━━ Reading text

- Starring: Iliza Shlesinger
- Country of origin: United States
- No. of seasons: 1
- No. of episodes: 6

Production
- Running time: 18 minutes

Original release
- Network: Netflix
- Release: April 1, 2020

= The Iliza Shlesinger Sketch Show =

The Iliza Shlesinger Sketch Show is an American sketch comedy television series created by and starring Iliza Shlesinger. The series premiered on Netflix on April 1, 2020.

==Episodes==

| No. | Title | Directed by | Written by | Original release date |
| 1 | "Episode 1" | Laura Murphy | Kim Gamble | April 1, 2020 |
A "Jackass" prank show with women ends in tears, "A Star Is Born" goes to the dogs, and handy Mom Alerts warn adult children about potential dangers.
| 2 | "Episode 2" | Laura Murphy | Kim Gamble | April 1, 2020 |
A mystery at sea emerges when a wife sets sail with her husband. Nicole Kidman's stunt double leaps into acting. Confident women attend a support group.
| 3 | "Episode 3" | Laura Murphy | Kim Gamble | April 1, 2020 |
Politicians go down the toilet with campaign promises, lesbian chefs serve it up hot, and a concerned family performs a topknot intervention.

━━━━
━━ Input data

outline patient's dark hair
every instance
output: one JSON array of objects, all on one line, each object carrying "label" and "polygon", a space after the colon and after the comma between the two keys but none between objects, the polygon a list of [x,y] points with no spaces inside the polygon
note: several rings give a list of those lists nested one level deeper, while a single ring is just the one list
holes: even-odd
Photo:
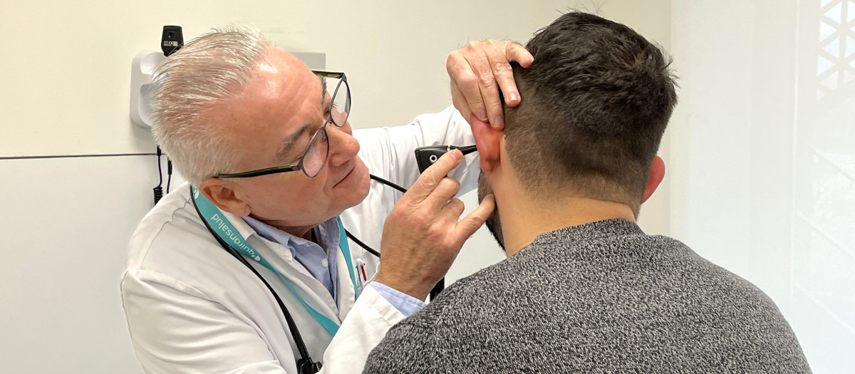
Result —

━━━━

- **What you need to do**
1 - Write out the whole text about The Iliza Shlesinger Sketch Show exactly.
2 - Give again, without changes, the records from their first line through the line containing "output: one JSON", including both ends, and nothing more.

- **Solutions in order**
1 -
- Starring: Iliza Shlesinger
- Country of origin: United States
- No. of seasons: 1
- No. of episodes: 6

Production
- Running time: 18 minutes

Original release
- Network: Netflix
- Release: April 1, 2020

= The Iliza Shlesinger Sketch Show =

The Iliza Shlesinger Sketch Show is an American sketch comedy television series created by and starring Iliza Shlesinger. The series premiered on Netflix on April 1, 2020.

==Episodes==

| No. | Title | Directed by | Written by | Original release date |
| 1 | "Episode 1" | Laura Murphy | Kim Gamble | April 1, 2020 |
A "Jackass" prank show with women ends in tears, "A Star Is Born" goes to the dogs, and handy Mom Alerts warn adult children about potential dangers.
| 2 | "Episode 2" | Laura Murphy | Kim Gamble | April 1, 2020 |
A mystery at sea emerges when a wife sets sail with her husband. Nicole Kidman's stunt double leaps into acting. Confident women attend a support group.
| 3 | "Episode 3" | Laura Murphy | Kim Gamble | April 1, 2020 |
Politicians go down the toilet with campaign promises, lesbian chefs serve it up hot, and a concerned family performs a topknot intervention.

2 -
outline patient's dark hair
every instance
output: one JSON array of objects, all on one line, each object carrying "label" and "polygon", a space after the colon and after the comma between the two keys but none between objects, the polygon a list of [x,y] points with no spaces inside the polygon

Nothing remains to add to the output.